> [Texto citado]
================
A
morte levou meu pai no auge da sua juventude, tinha 33 anos quando foi vitimado
por uma leucemia severa, impedindo que acompanhasse o crescimento dos filhos,
eu com dois anos e meio e meu irmão com pouco mais de um ano.
Para
compensar, a vida me deu duas mães.
Lorita,
minha mãe biológica, lutadora incansável que sempre superou suas limitações
financeiras para dar uma vida decente e um futuro melhor para seus filhos e
netos.
E
Zenóbia, minha sogra, que por quase três décadas morou comigo e minha esposa,
uma convivência rica e tumultuada, provando que algumas pessoas têm uma forma
rara de afinidade natural, capaz de transformar rusgas em cumplicidade.
Em
2013, as matriarcas da minha vida entraram em colapso, sendo internadas em
residenciais para idosos quase ao mesmo tempo.
Lorita
em Gramado e Zenóbia em Porto Alegre.
Minha
mãe, embora mais jovem, 77 anos, atingiu um estágio avançado e terminal do Mal
de Parkinson, aprisionada em uma cadeira de rodas, necessita de cuidados para
se alimentar e fazer sua higiene pessoal, 24 horas por dia.
Zê,
apelido para amenizar o nome esquisito da minha sogra, tem 92 anos e a saúde
bastante boa, afora sua artrite reumatóide e momentos de senilidade que começam
a sinalizar o declínio da sua notável lucidez.
Transposto
o impacto inicial de aceitar a terceirização dos cuidados com pessoas tão
próximas e dando graças a Deus por encontrar lugares razoavelmente decentes e
que os orçamentos familiares podem pagar, minha mulher e eu estamos formando um
novo círculo de convivência com os internos e funcionários dos residenciais.
================
> [Informações fornecidas]
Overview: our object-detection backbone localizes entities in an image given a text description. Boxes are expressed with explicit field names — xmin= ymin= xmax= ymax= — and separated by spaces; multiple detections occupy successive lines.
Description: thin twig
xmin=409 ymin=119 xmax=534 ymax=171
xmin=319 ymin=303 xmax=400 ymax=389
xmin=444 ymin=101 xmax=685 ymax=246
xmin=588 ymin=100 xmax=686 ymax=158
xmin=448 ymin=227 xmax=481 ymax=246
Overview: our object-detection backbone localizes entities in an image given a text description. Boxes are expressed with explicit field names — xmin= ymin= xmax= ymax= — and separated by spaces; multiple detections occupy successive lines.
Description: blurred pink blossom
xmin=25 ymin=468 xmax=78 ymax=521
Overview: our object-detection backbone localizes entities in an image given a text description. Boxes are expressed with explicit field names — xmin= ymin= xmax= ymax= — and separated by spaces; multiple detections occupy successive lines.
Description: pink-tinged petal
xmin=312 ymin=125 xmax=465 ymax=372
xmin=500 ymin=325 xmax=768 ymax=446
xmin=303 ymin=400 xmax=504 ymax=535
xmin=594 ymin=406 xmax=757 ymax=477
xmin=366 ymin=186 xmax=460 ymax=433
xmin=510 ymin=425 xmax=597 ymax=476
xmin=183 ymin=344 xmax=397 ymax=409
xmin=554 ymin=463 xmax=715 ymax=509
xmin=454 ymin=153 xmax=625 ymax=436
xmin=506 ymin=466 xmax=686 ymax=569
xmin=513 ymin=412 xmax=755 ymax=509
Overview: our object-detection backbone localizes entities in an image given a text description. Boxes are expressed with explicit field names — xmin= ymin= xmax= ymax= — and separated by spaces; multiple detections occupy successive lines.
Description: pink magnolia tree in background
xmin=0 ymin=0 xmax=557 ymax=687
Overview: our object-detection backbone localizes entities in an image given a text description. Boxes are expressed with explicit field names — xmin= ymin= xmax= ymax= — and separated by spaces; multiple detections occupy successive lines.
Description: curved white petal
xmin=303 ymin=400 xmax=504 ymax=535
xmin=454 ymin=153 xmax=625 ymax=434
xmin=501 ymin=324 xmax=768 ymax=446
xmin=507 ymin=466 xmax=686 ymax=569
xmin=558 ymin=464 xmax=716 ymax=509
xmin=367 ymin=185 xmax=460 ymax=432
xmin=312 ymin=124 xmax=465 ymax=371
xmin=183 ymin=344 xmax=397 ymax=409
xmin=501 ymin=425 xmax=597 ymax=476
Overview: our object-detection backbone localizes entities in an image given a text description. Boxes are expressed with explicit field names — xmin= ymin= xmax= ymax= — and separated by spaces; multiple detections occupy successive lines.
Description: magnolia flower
================
Dê sequência ao relato sobre a mãe e a sogra, começando logo após a última frase apresentada. Não é preciso consultar os dados.

Por
força da distância, vejo mais assiduamente a Zê do que minha mãe, mesmo assim
dou um jeito de subir a serra por duas ou três vezes cada mês.
Entre
os internos de lá e daqui tem de tudo, gente que se internou voluntariamente,
outros que os familiares deixaram e nunca mais apareceram, gente doente, gente
sã e muitos “bilés”, inclusive jovens.
Ao
primeiro olhar é um cenário deprimente, mas à medida que se convive com o lugar
e as pessoas, surgem luzes e sinais de vida inteligente, embora triste, é um
espaço que dá a medida exata da era em que vivemos.
A
longevidade que conquistamos tende a nos conduzir para esta experiência.
Poucos
serão os privilegiados que terão estrutura financeira e, principalmente,
emocional para viver todos os seus dias dentro do contexto familiar.
Paradoxalmente
quando os recursos eram menores e as famílias muito maiores, isto era natural,
mas os tempos do consumo exacerbado e do individualismo visceral nos
transformaram em seres descartáveis.
Triste
esta última jornada, tanto para quem está partindo quanto para quem fica.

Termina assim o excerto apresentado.